* Start Extracted records *

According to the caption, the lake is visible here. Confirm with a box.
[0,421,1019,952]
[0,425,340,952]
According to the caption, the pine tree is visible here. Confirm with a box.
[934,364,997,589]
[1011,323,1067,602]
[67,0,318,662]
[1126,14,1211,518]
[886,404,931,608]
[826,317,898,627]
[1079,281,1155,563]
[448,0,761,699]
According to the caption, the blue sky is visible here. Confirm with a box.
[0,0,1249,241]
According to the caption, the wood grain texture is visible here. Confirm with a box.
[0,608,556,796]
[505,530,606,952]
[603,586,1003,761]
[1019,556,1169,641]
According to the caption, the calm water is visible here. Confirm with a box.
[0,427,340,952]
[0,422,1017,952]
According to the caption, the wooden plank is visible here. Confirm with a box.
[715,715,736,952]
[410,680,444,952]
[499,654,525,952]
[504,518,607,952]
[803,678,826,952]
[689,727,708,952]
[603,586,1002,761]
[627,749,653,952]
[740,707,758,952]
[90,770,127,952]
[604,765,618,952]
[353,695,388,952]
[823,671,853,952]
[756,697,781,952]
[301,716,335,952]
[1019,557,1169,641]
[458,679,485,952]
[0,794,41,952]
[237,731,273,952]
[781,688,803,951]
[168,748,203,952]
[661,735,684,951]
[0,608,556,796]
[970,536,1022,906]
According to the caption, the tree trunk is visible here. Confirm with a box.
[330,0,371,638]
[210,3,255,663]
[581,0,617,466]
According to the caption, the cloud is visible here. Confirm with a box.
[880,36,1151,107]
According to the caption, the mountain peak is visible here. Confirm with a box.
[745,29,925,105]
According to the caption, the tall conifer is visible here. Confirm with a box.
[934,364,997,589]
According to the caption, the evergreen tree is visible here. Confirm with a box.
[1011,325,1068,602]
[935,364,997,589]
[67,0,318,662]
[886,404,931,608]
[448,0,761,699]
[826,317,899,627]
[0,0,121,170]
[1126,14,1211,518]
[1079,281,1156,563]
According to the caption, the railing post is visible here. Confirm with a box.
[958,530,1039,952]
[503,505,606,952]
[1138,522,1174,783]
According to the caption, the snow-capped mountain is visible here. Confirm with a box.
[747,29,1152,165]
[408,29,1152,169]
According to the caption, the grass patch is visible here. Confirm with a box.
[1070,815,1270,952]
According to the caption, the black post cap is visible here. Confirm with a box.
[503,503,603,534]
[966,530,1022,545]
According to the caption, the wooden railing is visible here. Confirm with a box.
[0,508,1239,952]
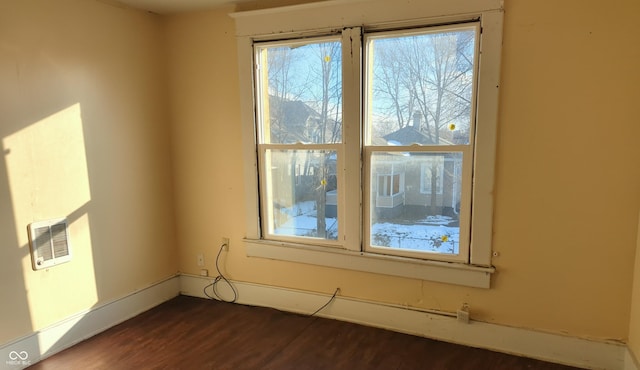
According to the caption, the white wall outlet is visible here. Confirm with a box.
[456,303,469,324]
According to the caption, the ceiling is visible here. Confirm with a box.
[117,0,248,14]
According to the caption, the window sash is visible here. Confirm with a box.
[238,4,503,278]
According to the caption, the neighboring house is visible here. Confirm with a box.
[371,114,462,219]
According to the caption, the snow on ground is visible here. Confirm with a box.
[275,201,460,254]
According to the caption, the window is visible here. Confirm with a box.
[236,1,502,287]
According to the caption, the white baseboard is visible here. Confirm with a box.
[0,275,640,370]
[624,348,640,370]
[0,276,180,370]
[180,275,628,370]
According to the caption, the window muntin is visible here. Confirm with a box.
[254,22,479,262]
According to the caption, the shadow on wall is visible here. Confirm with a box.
[0,0,175,368]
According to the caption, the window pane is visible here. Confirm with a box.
[370,152,462,254]
[265,149,338,240]
[367,26,477,145]
[256,41,342,144]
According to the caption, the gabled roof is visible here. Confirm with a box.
[383,126,435,145]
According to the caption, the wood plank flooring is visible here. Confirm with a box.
[30,296,575,370]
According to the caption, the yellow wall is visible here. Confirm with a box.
[0,0,178,343]
[0,0,640,354]
[167,0,640,340]
[629,211,640,360]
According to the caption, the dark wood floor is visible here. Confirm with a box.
[30,296,573,370]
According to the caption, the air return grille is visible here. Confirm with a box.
[28,218,71,270]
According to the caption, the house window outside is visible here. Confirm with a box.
[234,0,502,287]
[255,36,342,243]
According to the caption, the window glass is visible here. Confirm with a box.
[366,26,477,145]
[256,40,342,144]
[369,152,464,254]
[263,149,338,240]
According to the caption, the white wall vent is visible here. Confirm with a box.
[27,218,71,270]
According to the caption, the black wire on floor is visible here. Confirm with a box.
[203,243,238,303]
[309,288,340,317]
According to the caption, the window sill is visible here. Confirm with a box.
[244,239,495,289]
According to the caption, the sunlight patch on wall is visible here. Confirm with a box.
[2,103,98,328]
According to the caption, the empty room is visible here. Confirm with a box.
[0,0,640,370]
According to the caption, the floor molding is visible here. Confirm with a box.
[0,275,180,370]
[624,348,640,370]
[180,275,628,370]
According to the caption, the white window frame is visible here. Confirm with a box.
[232,0,503,288]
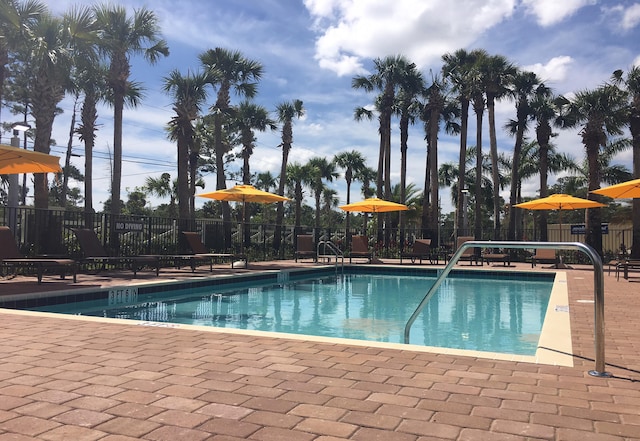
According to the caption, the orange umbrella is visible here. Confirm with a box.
[591,179,640,199]
[340,198,409,213]
[0,144,62,175]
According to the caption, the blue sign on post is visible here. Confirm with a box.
[571,224,609,234]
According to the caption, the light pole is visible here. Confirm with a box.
[461,188,469,236]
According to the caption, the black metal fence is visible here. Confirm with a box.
[0,207,631,260]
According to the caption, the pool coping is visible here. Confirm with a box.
[0,265,574,367]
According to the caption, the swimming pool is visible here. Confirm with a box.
[23,271,553,355]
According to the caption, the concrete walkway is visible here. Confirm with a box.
[0,262,640,441]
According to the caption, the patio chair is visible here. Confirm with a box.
[294,234,318,262]
[179,231,249,272]
[400,239,433,265]
[0,227,78,284]
[449,236,482,265]
[531,248,560,268]
[71,228,160,277]
[349,236,373,263]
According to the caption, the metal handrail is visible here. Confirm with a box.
[404,241,611,377]
[316,240,344,271]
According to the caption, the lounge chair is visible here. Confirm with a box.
[349,236,373,263]
[180,231,248,272]
[400,239,433,264]
[0,227,78,283]
[294,234,318,262]
[449,236,482,265]
[531,248,560,268]
[71,228,160,277]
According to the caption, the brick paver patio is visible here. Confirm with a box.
[0,265,640,441]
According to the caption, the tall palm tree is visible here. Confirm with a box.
[479,55,516,239]
[530,84,560,242]
[273,99,305,252]
[232,100,277,184]
[29,8,94,208]
[94,3,169,216]
[442,49,481,236]
[199,47,263,246]
[287,162,309,228]
[507,70,540,240]
[0,0,47,140]
[307,157,338,230]
[162,69,207,220]
[421,75,460,239]
[351,55,417,198]
[561,84,627,257]
[612,66,640,259]
[333,150,366,241]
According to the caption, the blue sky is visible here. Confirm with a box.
[37,0,640,212]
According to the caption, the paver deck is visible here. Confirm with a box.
[0,262,640,441]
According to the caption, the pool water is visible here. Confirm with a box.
[33,274,553,355]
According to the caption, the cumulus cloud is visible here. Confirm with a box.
[304,0,515,76]
[523,55,573,82]
[522,0,596,26]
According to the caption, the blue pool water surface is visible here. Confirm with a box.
[31,273,553,355]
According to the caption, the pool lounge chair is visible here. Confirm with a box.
[0,227,78,284]
[400,239,433,264]
[349,236,373,263]
[531,248,560,268]
[294,234,318,262]
[71,228,160,277]
[449,236,482,265]
[181,231,249,272]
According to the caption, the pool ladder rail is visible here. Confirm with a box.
[316,240,344,271]
[404,241,611,378]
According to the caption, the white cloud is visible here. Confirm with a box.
[622,3,640,31]
[522,0,596,26]
[305,0,515,76]
[522,55,573,82]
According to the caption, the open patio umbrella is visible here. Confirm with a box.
[591,179,640,199]
[0,144,62,175]
[340,198,409,263]
[340,198,409,213]
[515,194,605,268]
[196,184,289,251]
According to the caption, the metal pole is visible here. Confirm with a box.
[404,241,611,377]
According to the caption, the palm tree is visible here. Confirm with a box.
[199,47,263,245]
[421,75,460,239]
[232,101,277,184]
[613,66,640,259]
[478,55,516,239]
[561,84,627,257]
[351,55,417,198]
[29,8,94,208]
[162,69,207,220]
[530,84,560,242]
[273,100,305,252]
[0,0,47,140]
[144,173,179,216]
[442,49,482,236]
[507,71,540,240]
[333,150,366,241]
[307,157,338,230]
[95,4,169,216]
[287,162,309,229]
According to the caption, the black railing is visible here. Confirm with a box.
[0,207,631,263]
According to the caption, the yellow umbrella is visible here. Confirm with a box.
[196,184,289,250]
[340,198,409,213]
[514,194,606,240]
[591,179,640,199]
[0,144,62,175]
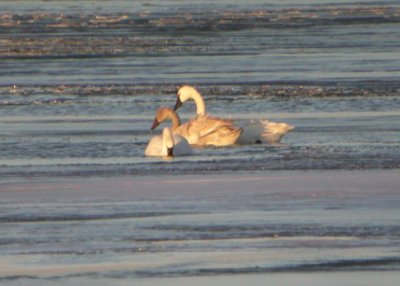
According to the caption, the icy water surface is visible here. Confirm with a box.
[0,0,400,285]
[0,0,400,180]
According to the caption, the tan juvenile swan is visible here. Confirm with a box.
[151,107,240,146]
[144,127,193,157]
[174,85,294,146]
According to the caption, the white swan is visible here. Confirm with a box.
[174,85,294,146]
[144,127,193,157]
[151,107,240,146]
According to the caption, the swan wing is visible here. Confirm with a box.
[174,115,241,146]
[173,134,193,156]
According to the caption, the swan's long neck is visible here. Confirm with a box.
[168,112,181,131]
[162,128,175,156]
[191,92,206,115]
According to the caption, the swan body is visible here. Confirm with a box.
[144,127,193,157]
[151,107,241,146]
[174,85,241,146]
[174,85,294,146]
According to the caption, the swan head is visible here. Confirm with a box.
[174,85,198,110]
[174,85,206,115]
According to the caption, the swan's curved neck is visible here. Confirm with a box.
[192,92,206,115]
[168,112,181,131]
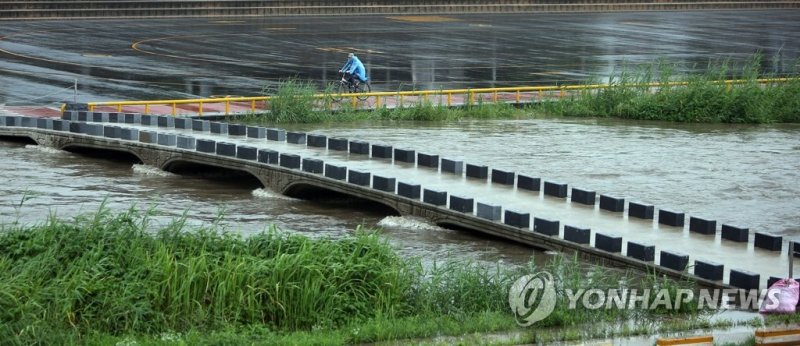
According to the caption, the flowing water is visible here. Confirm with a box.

* End Extracted records *

* _Exercise instructions_
Rewrite the lines above, from the first one through the line containing "[0,422,1017,952]", replacing "caption" with "description" and leaving everything else unchanged.

* _Written reply_
According to the description, the lake is visible here. Confirm with a box.
[0,421,1019,952]
[0,425,340,952]
According to the description, the pine tree is visible here. Confirm with a box.
[934,364,997,589]
[1011,323,1067,602]
[67,0,318,662]
[1126,14,1211,518]
[886,404,931,608]
[826,317,898,627]
[1079,281,1155,563]
[448,0,761,699]
According to the description, the blue sky is visible here. Confirm with a box.
[0,0,1249,241]
According to the description, the wood grain texture is visible here. Confirm with a box.
[0,608,556,796]
[505,530,606,952]
[603,586,1003,761]
[1019,556,1169,641]
According to the description, the calm water is visible here. Confirm with a box.
[0,427,340,952]
[0,422,1017,952]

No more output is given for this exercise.